_Exercise aim_
Count the rows below that contain the string "silhouetted", matching case exactly, and reply with the number alone.

[Stored dataset items]

>>>

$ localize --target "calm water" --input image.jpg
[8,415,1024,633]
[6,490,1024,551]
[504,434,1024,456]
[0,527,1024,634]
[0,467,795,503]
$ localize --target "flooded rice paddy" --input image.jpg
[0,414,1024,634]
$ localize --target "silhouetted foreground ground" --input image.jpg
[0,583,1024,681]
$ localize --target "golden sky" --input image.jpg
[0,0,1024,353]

<<<
>>>

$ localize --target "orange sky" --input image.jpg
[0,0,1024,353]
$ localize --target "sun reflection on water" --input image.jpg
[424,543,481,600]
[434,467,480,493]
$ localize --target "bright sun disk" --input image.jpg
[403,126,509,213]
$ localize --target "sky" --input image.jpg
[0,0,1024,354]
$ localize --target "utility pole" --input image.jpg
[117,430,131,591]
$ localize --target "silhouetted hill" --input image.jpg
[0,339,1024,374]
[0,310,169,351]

<<<
>>>

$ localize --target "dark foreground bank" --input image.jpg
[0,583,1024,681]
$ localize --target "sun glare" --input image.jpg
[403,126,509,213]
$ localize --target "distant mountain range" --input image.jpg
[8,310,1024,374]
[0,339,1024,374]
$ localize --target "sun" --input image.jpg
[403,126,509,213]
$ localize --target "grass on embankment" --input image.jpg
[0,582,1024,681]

<<<

_Solution to this task_
2